THE DATA section start
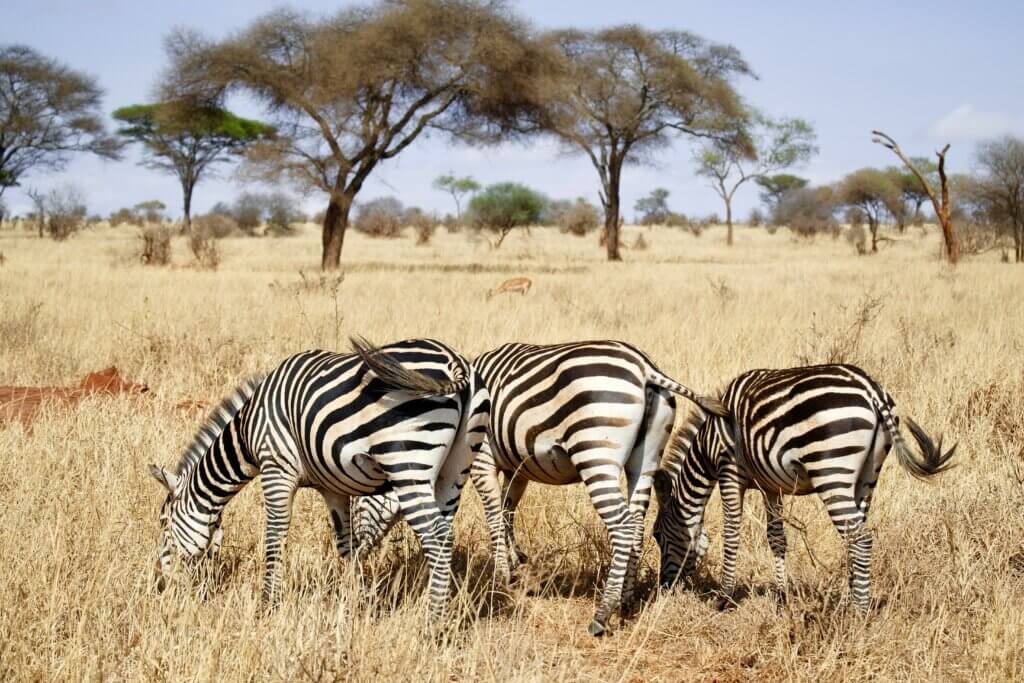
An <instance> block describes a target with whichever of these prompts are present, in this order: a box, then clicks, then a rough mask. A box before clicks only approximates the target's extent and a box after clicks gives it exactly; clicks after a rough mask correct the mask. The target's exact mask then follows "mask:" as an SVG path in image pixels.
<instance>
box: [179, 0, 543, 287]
mask: <svg viewBox="0 0 1024 683" xmlns="http://www.w3.org/2000/svg"><path fill="white" fill-rule="evenodd" d="M530 38H531V37H530V34H529V32H528V30H527V28H526V27H525V25H524V24H523V23H521V22H520V20H518V19H517V18H516V17H514V16H512V15H511V14H510V13H509V12H508V11H507V10H506V9H505V8H504V6H503V5H501V4H499V3H494V2H482V1H477V0H387V1H385V0H379V1H378V2H375V3H373V4H369V5H359V6H355V7H349V8H346V9H343V10H341V11H340V12H338V13H336V14H334V15H332V16H328V17H325V18H314V17H310V16H309V15H307V14H303V13H299V12H295V11H289V10H279V11H273V12H270V13H269V14H265V15H264V16H262V17H260V18H258V19H256V20H255V22H254V23H253V24H251V25H250V26H249V28H248V29H246V30H244V31H242V32H241V33H238V34H236V35H233V36H231V37H229V38H227V39H225V40H223V41H219V42H212V41H210V40H208V39H205V38H203V37H201V36H198V35H196V34H188V33H178V34H177V35H175V36H174V37H172V40H171V49H172V56H173V59H172V61H173V65H172V70H171V75H170V78H169V79H168V82H167V84H166V90H167V91H168V92H169V93H172V94H173V96H174V97H180V96H190V97H199V98H202V99H205V100H207V101H212V100H216V99H218V98H220V97H222V96H224V95H225V94H229V93H231V92H244V93H246V94H248V95H249V96H251V97H254V98H255V99H256V100H258V101H259V102H260V103H262V104H263V106H264V109H265V110H266V112H267V115H268V116H269V117H270V118H271V120H272V123H273V125H274V126H275V128H276V129H278V133H279V136H278V138H276V139H275V140H274V141H272V142H265V143H260V144H257V145H255V146H254V147H253V150H252V151H251V153H250V155H249V158H250V161H251V162H252V164H253V165H254V168H256V169H262V170H263V171H264V172H266V173H267V175H268V176H269V177H273V178H278V177H280V176H281V174H283V173H284V174H286V175H288V176H290V177H291V178H292V179H293V180H295V181H297V182H298V183H300V184H301V185H303V186H304V187H306V188H309V189H315V190H319V191H323V193H325V194H326V195H327V197H328V206H327V211H326V214H325V219H324V240H323V242H324V252H323V259H322V265H323V266H324V267H325V268H336V267H338V265H339V262H340V257H341V250H342V245H343V242H344V234H345V229H346V228H347V226H348V217H349V212H350V210H351V207H352V204H353V202H354V199H355V197H356V196H357V194H358V193H359V190H360V189H361V187H362V185H364V183H365V182H366V181H367V178H368V177H369V176H370V174H371V173H372V172H373V171H374V170H375V169H376V168H377V167H378V165H379V164H380V163H382V162H384V161H386V160H388V159H392V158H394V157H396V156H397V155H399V154H400V153H401V152H402V151H403V150H406V148H407V147H408V146H409V145H410V144H412V143H413V142H414V141H415V140H416V139H417V138H418V137H419V136H420V135H422V134H423V133H424V132H425V131H429V130H433V131H437V132H441V133H444V134H450V135H457V136H461V137H464V138H466V139H472V140H478V139H484V138H487V137H488V135H490V134H493V133H494V131H495V130H497V129H500V128H503V127H506V126H507V124H508V122H511V121H514V120H516V118H517V116H518V114H519V113H520V112H521V111H523V109H524V106H525V105H526V103H527V102H528V101H529V100H531V99H532V98H531V97H528V96H527V92H528V91H529V89H530V88H532V87H534V85H535V83H536V82H537V79H536V78H535V75H536V73H537V72H538V69H539V68H540V66H541V63H542V62H543V54H542V52H541V51H540V50H539V49H537V46H536V45H535V43H534V42H532V41H531V40H530Z"/></svg>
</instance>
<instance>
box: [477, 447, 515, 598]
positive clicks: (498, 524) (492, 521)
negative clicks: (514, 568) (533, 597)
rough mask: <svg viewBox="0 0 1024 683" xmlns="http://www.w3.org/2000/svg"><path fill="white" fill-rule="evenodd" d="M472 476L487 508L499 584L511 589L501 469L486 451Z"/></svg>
mask: <svg viewBox="0 0 1024 683" xmlns="http://www.w3.org/2000/svg"><path fill="white" fill-rule="evenodd" d="M469 476H470V478H471V479H472V480H473V486H474V487H475V488H476V493H477V495H479V497H480V502H481V503H482V504H483V514H484V516H485V517H486V518H487V532H488V533H489V536H490V550H492V557H493V558H494V562H495V582H496V583H497V584H498V586H501V587H505V586H508V585H509V583H511V581H512V575H511V571H510V569H509V549H508V536H507V531H506V528H505V511H504V506H503V504H502V487H501V482H500V481H499V480H498V468H497V466H496V465H495V460H494V458H493V457H492V455H490V451H489V450H488V449H486V447H484V449H483V450H482V451H481V452H480V455H479V456H477V457H476V460H474V461H473V465H472V467H471V468H470V470H469Z"/></svg>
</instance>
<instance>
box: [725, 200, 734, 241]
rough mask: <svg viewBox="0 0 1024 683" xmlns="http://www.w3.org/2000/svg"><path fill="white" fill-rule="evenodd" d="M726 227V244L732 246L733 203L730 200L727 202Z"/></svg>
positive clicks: (726, 202) (726, 204)
mask: <svg viewBox="0 0 1024 683" xmlns="http://www.w3.org/2000/svg"><path fill="white" fill-rule="evenodd" d="M725 225H726V228H727V230H728V231H727V232H726V233H725V244H726V245H728V246H730V247H731V246H732V202H731V201H730V200H725Z"/></svg>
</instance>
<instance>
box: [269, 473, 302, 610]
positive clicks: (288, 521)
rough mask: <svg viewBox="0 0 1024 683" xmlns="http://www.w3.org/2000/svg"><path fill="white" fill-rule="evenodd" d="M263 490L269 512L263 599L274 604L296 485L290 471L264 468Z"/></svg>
mask: <svg viewBox="0 0 1024 683" xmlns="http://www.w3.org/2000/svg"><path fill="white" fill-rule="evenodd" d="M260 485H261V486H262V489H263V508H264V510H265V512H266V540H265V555H266V560H265V561H266V569H265V572H264V574H263V600H264V601H265V602H267V603H269V604H273V603H274V602H275V601H276V599H278V597H279V595H278V594H279V586H280V583H281V581H280V577H279V574H280V564H281V555H282V551H283V550H284V547H285V542H286V541H287V540H288V528H289V526H291V524H292V502H293V501H294V500H295V490H296V488H297V482H296V480H295V477H294V475H292V473H291V472H286V471H285V470H283V469H279V468H272V469H267V468H264V469H263V470H262V474H261V476H260Z"/></svg>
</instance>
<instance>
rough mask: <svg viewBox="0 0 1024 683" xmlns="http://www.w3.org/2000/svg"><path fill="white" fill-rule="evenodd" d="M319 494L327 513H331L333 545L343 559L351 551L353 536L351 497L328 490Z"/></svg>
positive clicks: (343, 558) (354, 535)
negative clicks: (320, 496)
mask: <svg viewBox="0 0 1024 683" xmlns="http://www.w3.org/2000/svg"><path fill="white" fill-rule="evenodd" d="M321 496H323V497H324V502H325V503H327V509H328V513H329V514H330V515H331V528H332V530H333V531H334V545H335V548H336V549H337V551H338V557H340V558H341V559H345V558H346V557H348V556H349V554H350V553H351V552H352V546H353V543H352V542H353V540H354V538H355V533H354V532H353V531H354V529H353V528H352V515H351V508H352V506H351V498H350V497H349V496H346V495H344V494H336V493H334V492H330V490H321Z"/></svg>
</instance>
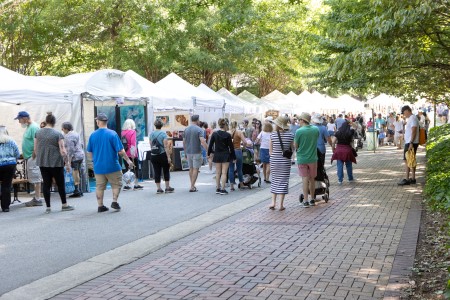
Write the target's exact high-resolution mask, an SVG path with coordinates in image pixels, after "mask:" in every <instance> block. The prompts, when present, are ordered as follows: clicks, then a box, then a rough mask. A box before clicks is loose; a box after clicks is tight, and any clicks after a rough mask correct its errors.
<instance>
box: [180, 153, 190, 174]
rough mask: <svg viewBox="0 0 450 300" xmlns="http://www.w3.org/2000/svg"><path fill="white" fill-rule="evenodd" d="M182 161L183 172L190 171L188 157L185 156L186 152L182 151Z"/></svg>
mask: <svg viewBox="0 0 450 300" xmlns="http://www.w3.org/2000/svg"><path fill="white" fill-rule="evenodd" d="M180 159H181V170H189V163H188V161H187V158H186V156H185V155H184V151H180Z"/></svg>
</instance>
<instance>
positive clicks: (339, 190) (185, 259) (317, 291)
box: [54, 147, 424, 300]
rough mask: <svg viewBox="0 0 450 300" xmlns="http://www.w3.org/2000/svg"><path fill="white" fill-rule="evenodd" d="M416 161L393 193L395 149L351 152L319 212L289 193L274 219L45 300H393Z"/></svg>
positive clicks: (170, 255) (225, 230)
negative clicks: (353, 299)
mask: <svg viewBox="0 0 450 300" xmlns="http://www.w3.org/2000/svg"><path fill="white" fill-rule="evenodd" d="M418 161H419V163H420V164H421V166H420V168H419V169H420V170H419V171H418V181H419V184H417V185H416V186H409V187H398V186H397V182H398V181H399V179H400V178H402V176H403V167H402V166H401V153H400V152H399V151H397V150H394V149H393V148H391V147H385V148H382V149H381V150H379V152H378V153H377V154H373V153H369V152H361V153H360V156H359V157H358V164H357V165H356V166H354V173H355V177H356V178H357V182H355V183H348V182H346V181H344V184H343V185H342V186H337V185H336V182H337V179H336V169H335V168H332V169H330V170H329V171H328V175H329V176H330V180H331V182H332V186H331V200H330V202H329V203H328V204H326V203H324V202H323V201H321V202H319V204H318V205H317V206H316V207H311V208H303V207H300V206H299V203H298V195H299V192H300V186H299V185H297V186H296V187H294V188H293V189H292V190H291V194H289V196H288V197H287V199H286V202H285V203H286V210H285V211H283V212H280V211H270V210H269V209H267V207H268V205H269V203H270V202H269V201H266V202H264V203H261V204H260V205H257V206H255V207H252V208H250V209H247V210H245V211H243V212H242V213H239V214H238V215H236V216H234V217H232V218H229V219H227V220H225V221H222V222H220V223H217V224H216V225H214V226H211V227H209V228H207V229H204V230H202V231H200V232H198V233H196V234H194V235H191V236H189V237H186V238H184V239H182V240H179V241H178V242H176V243H173V244H171V245H169V246H167V247H165V248H163V249H161V250H159V251H157V252H155V253H153V254H151V255H148V256H146V257H144V258H142V259H139V260H137V261H135V262H133V263H131V264H129V265H126V266H123V267H120V268H118V269H117V270H115V271H113V272H110V273H108V274H106V275H104V276H101V277H99V278H97V279H94V280H92V281H90V282H87V283H85V284H83V285H81V286H78V287H76V288H74V289H72V290H69V291H67V292H65V293H62V294H60V295H58V296H56V297H54V299H77V300H82V299H215V298H218V299H383V297H385V296H386V298H388V297H389V296H392V297H393V298H392V299H395V296H396V292H395V289H397V288H398V287H399V286H401V284H402V283H404V282H405V280H406V277H405V276H406V275H407V274H408V273H409V271H408V268H410V267H412V263H413V259H414V249H415V243H416V239H417V231H418V225H419V223H420V201H421V190H422V184H423V180H424V179H423V165H424V153H423V152H420V153H418ZM268 196H269V195H268ZM209 200H211V199H209ZM212 200H213V199H212ZM408 216H409V217H408ZM405 224H408V225H407V226H405ZM400 241H401V243H400ZM389 290H391V291H389ZM386 291H388V292H386ZM389 299H391V298H389Z"/></svg>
THE DATA section end
» **AIM OF THE TASK**: Reproduce the part of the listing that runs from its start through the line containing "box: [179, 0, 543, 287]", including both ends. Leave the pictures out of your answer.

» **RESULT FOR THIS TASK**:
An <instance> block describes a target with whichever of these prompts are present, in this order: a box, then clicks, then a rough mask. A box before clicks only approximates the target's extent and a box after clicks gives it exactly; clicks after a rough mask correct the mask. The target's exact mask then follows "mask:" as an SVG path in image pixels.
<instance>
box: [179, 0, 543, 287]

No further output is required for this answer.